> [Problem]
Rewrite the data below with every "outline" replaced by "boundary" and everything else unchanged. Leave the pictures out of your answer.

> [Task data]
_____

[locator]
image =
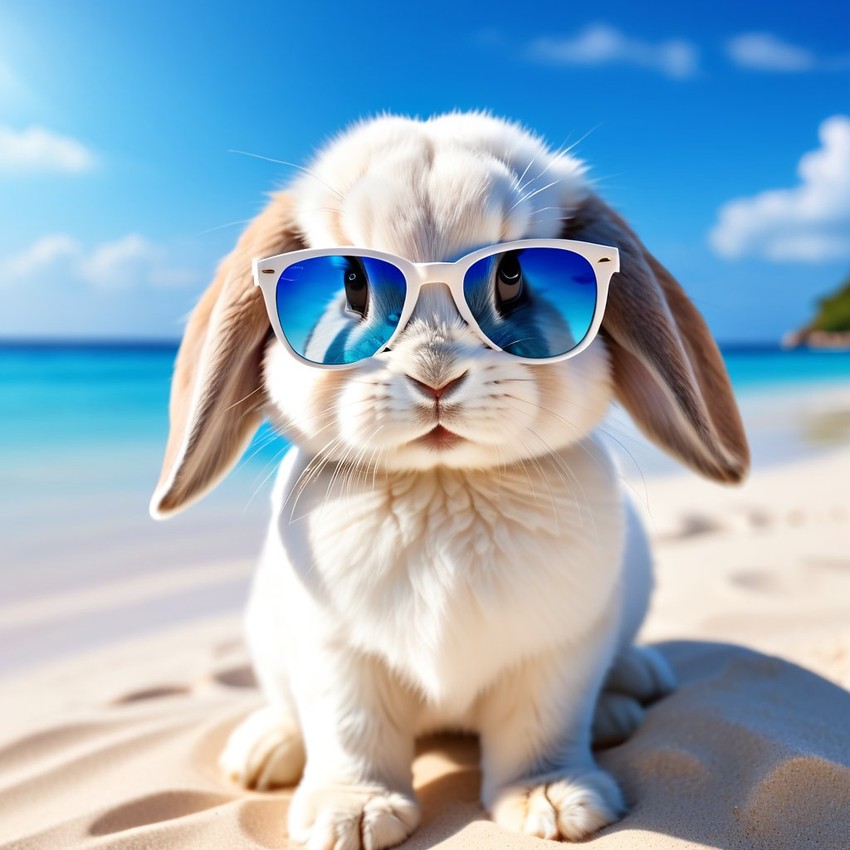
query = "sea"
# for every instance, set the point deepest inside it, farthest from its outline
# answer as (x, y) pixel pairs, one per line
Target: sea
(82, 432)
(100, 409)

_____

> [Reply]
[locator]
image =
query = "sea"
# for every instance, set the point deepest inside it, farthest from its boundary
# answer as (x, y) pixel pairs, one per line
Target: sea
(82, 432)
(100, 409)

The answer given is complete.